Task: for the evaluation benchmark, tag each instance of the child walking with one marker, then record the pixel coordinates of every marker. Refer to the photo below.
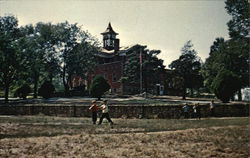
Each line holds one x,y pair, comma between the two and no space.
94,108
105,113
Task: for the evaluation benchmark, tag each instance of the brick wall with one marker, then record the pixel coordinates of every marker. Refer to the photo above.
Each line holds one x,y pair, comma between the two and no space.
125,111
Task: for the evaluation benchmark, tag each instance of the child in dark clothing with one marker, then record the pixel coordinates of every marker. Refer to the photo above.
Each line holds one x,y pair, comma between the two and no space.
105,113
94,108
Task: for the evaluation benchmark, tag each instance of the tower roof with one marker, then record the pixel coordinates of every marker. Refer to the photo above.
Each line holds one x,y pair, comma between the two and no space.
109,30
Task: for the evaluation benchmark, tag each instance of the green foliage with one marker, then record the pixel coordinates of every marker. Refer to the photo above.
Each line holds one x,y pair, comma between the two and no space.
77,49
99,86
231,55
239,25
46,90
11,58
188,67
23,91
225,84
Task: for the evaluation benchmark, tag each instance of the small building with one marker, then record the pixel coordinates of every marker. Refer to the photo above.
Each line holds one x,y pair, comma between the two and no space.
111,60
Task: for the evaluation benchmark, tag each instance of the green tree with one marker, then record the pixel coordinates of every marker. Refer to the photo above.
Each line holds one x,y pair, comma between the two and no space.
46,90
188,67
225,84
239,25
231,55
76,49
23,91
99,86
211,68
139,58
10,58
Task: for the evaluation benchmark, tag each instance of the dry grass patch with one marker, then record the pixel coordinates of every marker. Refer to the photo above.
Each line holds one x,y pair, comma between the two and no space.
77,137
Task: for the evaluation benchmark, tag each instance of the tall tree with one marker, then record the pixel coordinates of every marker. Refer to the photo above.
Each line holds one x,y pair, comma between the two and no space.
239,25
73,42
231,55
10,57
188,66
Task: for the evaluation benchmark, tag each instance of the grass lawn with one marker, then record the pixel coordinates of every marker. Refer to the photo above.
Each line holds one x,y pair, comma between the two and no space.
44,136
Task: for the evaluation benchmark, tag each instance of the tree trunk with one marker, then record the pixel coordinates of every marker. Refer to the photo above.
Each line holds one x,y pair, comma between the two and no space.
6,92
36,79
184,93
239,95
192,92
66,86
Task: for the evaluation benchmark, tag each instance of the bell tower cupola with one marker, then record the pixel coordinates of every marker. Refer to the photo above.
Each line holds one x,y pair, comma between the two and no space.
109,39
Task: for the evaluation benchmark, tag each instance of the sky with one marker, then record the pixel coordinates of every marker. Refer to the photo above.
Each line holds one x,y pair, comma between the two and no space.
164,25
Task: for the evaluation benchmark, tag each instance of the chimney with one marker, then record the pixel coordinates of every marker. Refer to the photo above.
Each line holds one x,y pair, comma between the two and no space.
117,45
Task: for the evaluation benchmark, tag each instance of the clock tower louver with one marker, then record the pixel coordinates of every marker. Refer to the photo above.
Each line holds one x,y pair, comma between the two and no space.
110,42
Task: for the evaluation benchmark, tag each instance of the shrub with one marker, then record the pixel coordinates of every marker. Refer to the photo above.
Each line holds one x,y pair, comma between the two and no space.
46,90
23,91
98,87
225,84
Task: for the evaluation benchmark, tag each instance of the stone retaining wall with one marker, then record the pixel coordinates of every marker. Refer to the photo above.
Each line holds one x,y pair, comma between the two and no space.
124,111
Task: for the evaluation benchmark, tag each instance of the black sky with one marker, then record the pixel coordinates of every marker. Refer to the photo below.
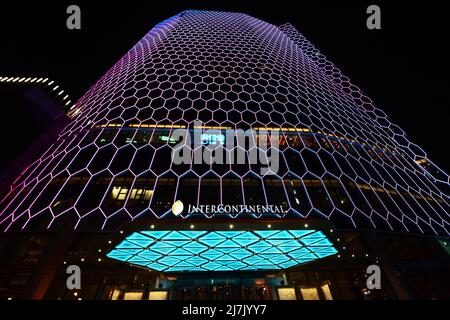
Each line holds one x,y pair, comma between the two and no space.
404,67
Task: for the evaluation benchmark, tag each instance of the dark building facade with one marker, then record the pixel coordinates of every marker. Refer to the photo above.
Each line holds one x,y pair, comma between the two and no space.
349,190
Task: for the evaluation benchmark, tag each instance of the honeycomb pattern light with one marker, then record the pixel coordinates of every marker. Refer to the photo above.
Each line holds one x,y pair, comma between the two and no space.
341,158
176,251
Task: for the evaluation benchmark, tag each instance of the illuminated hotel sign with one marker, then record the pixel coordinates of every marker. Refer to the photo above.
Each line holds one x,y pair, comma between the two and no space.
178,207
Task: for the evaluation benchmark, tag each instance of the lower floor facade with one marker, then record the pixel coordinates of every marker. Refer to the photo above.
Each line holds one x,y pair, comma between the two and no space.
34,265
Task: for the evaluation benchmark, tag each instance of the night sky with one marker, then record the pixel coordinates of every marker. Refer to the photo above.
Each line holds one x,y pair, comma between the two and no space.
404,67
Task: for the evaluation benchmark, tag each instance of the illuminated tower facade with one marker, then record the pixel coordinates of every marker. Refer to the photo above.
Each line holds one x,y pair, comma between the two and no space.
342,165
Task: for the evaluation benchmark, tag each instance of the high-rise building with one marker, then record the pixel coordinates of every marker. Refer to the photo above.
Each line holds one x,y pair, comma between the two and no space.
348,189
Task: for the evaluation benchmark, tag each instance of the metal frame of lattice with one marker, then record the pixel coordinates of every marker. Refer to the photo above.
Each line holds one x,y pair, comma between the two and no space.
342,159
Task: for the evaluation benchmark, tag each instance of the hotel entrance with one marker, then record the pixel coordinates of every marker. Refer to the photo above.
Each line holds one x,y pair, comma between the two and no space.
222,288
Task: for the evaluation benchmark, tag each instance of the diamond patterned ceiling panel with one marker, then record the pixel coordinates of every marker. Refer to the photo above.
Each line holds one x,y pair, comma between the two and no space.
222,250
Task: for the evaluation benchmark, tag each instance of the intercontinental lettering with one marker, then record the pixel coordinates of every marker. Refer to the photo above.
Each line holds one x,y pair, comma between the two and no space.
240,208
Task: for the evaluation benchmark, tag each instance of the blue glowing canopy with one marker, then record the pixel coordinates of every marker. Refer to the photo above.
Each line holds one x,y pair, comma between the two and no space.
176,251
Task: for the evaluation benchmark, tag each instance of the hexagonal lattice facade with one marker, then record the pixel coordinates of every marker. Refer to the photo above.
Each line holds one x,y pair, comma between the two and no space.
341,160
177,251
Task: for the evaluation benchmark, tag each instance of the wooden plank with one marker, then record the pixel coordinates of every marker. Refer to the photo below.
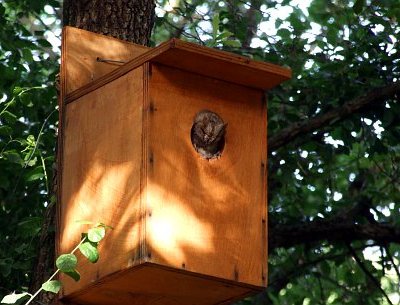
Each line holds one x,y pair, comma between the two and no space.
206,216
200,60
101,175
222,65
151,284
80,52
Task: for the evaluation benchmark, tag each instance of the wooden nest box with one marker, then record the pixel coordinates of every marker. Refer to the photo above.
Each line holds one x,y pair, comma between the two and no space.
188,228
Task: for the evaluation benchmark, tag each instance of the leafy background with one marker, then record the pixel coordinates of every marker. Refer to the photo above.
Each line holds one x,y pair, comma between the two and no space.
346,170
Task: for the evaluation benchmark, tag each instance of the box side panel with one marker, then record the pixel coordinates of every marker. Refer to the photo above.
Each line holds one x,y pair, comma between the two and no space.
207,216
101,170
82,48
152,285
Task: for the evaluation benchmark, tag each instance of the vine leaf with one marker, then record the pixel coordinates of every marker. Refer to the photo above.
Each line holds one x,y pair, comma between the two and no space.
52,286
89,250
67,262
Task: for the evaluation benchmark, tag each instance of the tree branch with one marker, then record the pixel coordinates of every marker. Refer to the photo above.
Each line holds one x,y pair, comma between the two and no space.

___

== WORK REQUIRED ==
Please express the whole listing above as a JSON list of strings, one string per line, with blank lines skipped. Leave the pictures out.

== SOLUTION TO THIS TASK ==
[
  "Task: for the evaluation benchmark, tag each instance of the child walking with one marker, then record the pixel coordinates of every marker. Refer to the photo below.",
  "Each line holds one x,y pair, comma between the two and no space.",
  "94,108",
  "105,113",
  "Task: for the evaluation benchmark, tag each instance of the brick wall with one marker, then record the pixel coordinates of every marker. Refer to the photo above.",
  "Each line holds one x,y pair, comma between the two and no space.",
  "125,111",
  "Task: for the evaluation benchmark, tag each instance of the child in dark clothing with one marker, then record the pixel coordinates of every marker. Refer to the photo above.",
  "Each line holds one x,y pair, comma between the two and no space.",
  "105,113",
  "94,108",
  "Task: for the evaluation benchmark, tag each instance of the tower roof with one marker, then record the pixel coordinates of every marker. Refer to the photo above.",
  "Each line holds one x,y pair, comma between the two and no space.",
  "109,30",
  "Task: for the evaluation benchmark, tag each instance of the green foliage with one marker, then record the pixel coordinates of every marker. Refer to the photo above.",
  "Each line holds one x,y pair, comma between the two and no space.",
  "77,49",
  "99,86",
  "231,55",
  "239,25",
  "46,90",
  "11,58",
  "188,67",
  "23,91",
  "225,84",
  "Task: for the evaluation benchmark, tag each instance of the small building with one marker, then record the pixel coordinates of every marker. Refer to the photo above.",
  "Each line holds one x,y pair, comma between the two and no space.",
  "111,60",
  "Task: for the evaluation benchmark, tag each instance of the green tree with one marker, then record the pixel coordinates of every marker. Refer to the photo above.",
  "Each line holds one x,y pair, comma between the two and no space.",
  "46,90",
  "188,67",
  "225,84",
  "239,25",
  "231,55",
  "76,49",
  "23,91",
  "99,86",
  "211,68",
  "139,58",
  "10,58",
  "Task: for the evaluation benchmark, tag each instance of the dry grass patch with one marker, then record the pixel coordinates of every marker. Refer to the photo above.",
  "Each line holds one x,y pair, comma between the two and no space.",
  "77,137",
  "Task: for the evaluation benchmark, tag each instance of the tall tree with one marker, then record the pixel coordinates of every marker. Refer to the photo above.",
  "Each line holds one x,y pair, comma between the two and no space.",
  "239,25",
  "73,42",
  "231,55",
  "10,57",
  "188,66",
  "Task: for the evaluation benchmark, tag each instance of the grass lawn with one marker, then record the pixel coordinates of every marker. Refer to the photo above.",
  "Each line holds one x,y pair, comma between the two and no space.",
  "44,136",
  "Task: for the evaluation benchmark, tag each instance of the tree trunk with one marker, then record the pixel coordinates of every marker. Refer to the photo above.",
  "Each line holds one x,y pair, comma between the two and no space.",
  "6,92",
  "36,79",
  "184,93",
  "239,95",
  "192,92",
  "66,86",
  "Task: for the evaluation benchmark, tag each instance of the bell tower cupola with one marker, then record the pixel coordinates of every marker. Refer to the photo above.",
  "Each line holds one x,y pair, comma between the two and no space.",
  "109,39",
  "Task: for the evaluation benchmark, tag each instance of the sky with one marker, then record the pixel coordinates of every marker. Refer to the photo above.",
  "Each line holds one x,y pair, comma between the two and no space.",
  "164,25",
  "Task: for the evaluation benchmark, tag each instance of the chimney with one marker, then record the pixel coordinates of every marker. Refer to the photo above.",
  "Each line holds one x,y pair, comma between the two and no space.",
  "117,45",
  "Task: for the evaluation benchmark, tag each instance of the clock tower louver with one marker, then record the pixel coordinates of every marker. Refer to the photo above.",
  "Each line holds one x,y pair, comma between the two and no space.",
  "110,42",
  "Task: for the evaluation benchmark, tag each instance of the shrub with one marker, then record the pixel coordinates of every marker. Refer to the photo above.",
  "Each line holds one x,y pair, comma between the two and no space.",
  "46,90",
  "23,91",
  "98,87",
  "225,84",
  "Task: for the evaluation benchmark, tag each instance of the stone retaining wall with one marker, then record the pixel coordinates of every marker. Refer to the photo above.",
  "Each line holds one x,y pair, comma between the two and no space.",
  "124,111",
  "Task: for the evaluation benchmark, tag each instance of the black sky with one marker, then record the pixel coordinates of every marker. Refer to the photo below.",
  "Each line holds one x,y pair, comma between the two and no space.",
  "404,67",
  "Task: for the evaluation benchmark, tag each instance of the dark building facade with one marker, then record the pixel coordinates of every marker. Refer to the photo above.",
  "Each line holds one x,y pair, comma between the two and no space.",
  "349,190",
  "Task: for the evaluation benchmark, tag each instance of the honeycomb pattern light with one marker, then record the pixel coordinates of every marker. Refer to the photo above.",
  "Each line holds one x,y pair, comma between the two and no space.",
  "341,158",
  "176,251",
  "Task: for the evaluation benchmark, tag each instance of the illuminated hotel sign with one marker, then record the pixel coordinates of every marker. Refer to the photo above.",
  "Each line holds one x,y pair, comma between the two and no space.",
  "178,207",
  "Task: for the evaluation benchmark, tag each instance of the lower floor facade with one marker, then record the pixel coordinates of every marker. Refer to the photo above.",
  "Each line holds one x,y pair, comma between the two and no space.",
  "34,265",
  "Task: for the evaluation benchmark, tag each instance of the night sky with one marker, then record the pixel coordinates of every marker. Refer to the photo above.",
  "Each line holds one x,y pair, comma between the two and no space.",
  "404,67",
  "Task: for the evaluation benchmark, tag each instance of the illuminated tower facade with one marker, then record the pixel coordinates of every marker. Refer to the photo above.",
  "Each line holds one x,y pair, comma between the two and no space.",
  "342,165",
  "Task: for the evaluation benchmark, tag each instance of the high-rise building with one marker, then record the pixel coordinates of every marker. Refer to the photo above.",
  "Each line holds one x,y pair, comma between the two and no space.",
  "348,189",
  "Task: for the evaluation benchmark, tag each instance of the metal frame of lattice with one marker, then record the pixel coordinates of every marker. Refer to the photo above.",
  "Each line holds one x,y pair, comma between the two and no space.",
  "342,159",
  "Task: for the evaluation benchmark, tag each instance of the hotel entrance with one marker, then record the pixel coordinates of every marker. Refer to the photo above.",
  "Each line holds one x,y pair, comma between the two and no space.",
  "222,288",
  "Task: for the evaluation benchmark, tag each instance of the diamond patterned ceiling panel with one marker, then record the pixel coordinates of every marker. Refer to the photo above.",
  "Each line holds one x,y pair, comma between the two and no space.",
  "222,250",
  "Task: for the evaluation benchmark, tag each instance of the intercontinental lettering with one marker, then record the pixel coordinates of every marker. Refer to the photo above.",
  "Each line holds one x,y pair, comma between the two and no space.",
  "240,208",
  "Task: for the evaluation benchmark, tag each instance of the blue glowing canopy with one marker, then record the pixel coordinates of every marker. Refer to the photo above.",
  "Each line holds one x,y pair, comma between the two and no space.",
  "176,251",
  "Task: for the evaluation benchmark, tag each instance of the hexagonal lattice facade with one marker, then record the pixel coordinates of every marker. Refer to the photo above.",
  "Each line holds one x,y pair, comma between the two and no space.",
  "341,160",
  "177,251",
  "Task: for the evaluation benchmark, tag each instance of the wooden plank with one marker, then record the pixel coordinates of every marker. Refer to the photo below.",
  "Each line holds one x,y pair, comma between the two and no space.",
  "206,216",
  "200,60",
  "101,175",
  "222,65",
  "151,284",
  "80,52",
  "Task: for the evaluation benchmark, tag each instance of the wooden nest box with one marker, then record the pixel coordinates of every marker. Refer to the photo above.",
  "Each line holds one x,y pair, comma between the two and no space.",
  "188,228",
  "Task: for the evaluation benchmark, tag each instance of the leafy background with one marker, then record the pixel coordinates of every marker. Refer to the photo above.",
  "Each line holds one x,y pair, comma between the two and no space.",
  "346,170",
  "Task: for the evaluation benchmark, tag each instance of the box side panel with one marker, then record the pixel coordinates of every marker. Refer to the photo above.",
  "Each line holds one x,y pair, comma between the two and no space.",
  "207,216",
  "101,170",
  "82,48",
  "152,285",
  "Task: for the evaluation benchmark, tag each instance of the vine leaf with one marker, then record the pixel coordinates of every marker. Refer to the photo above.",
  "Each line holds one x,y pair, comma between the two and no space.",
  "52,286",
  "89,250",
  "67,262",
  "Task: for the evaluation benchmark, tag each instance of the tree branch with one marker, then record the pixel coordinates of every marker. Refer to the photo above.",
  "Each line holds one x,y pair, comma between the two and no space."
]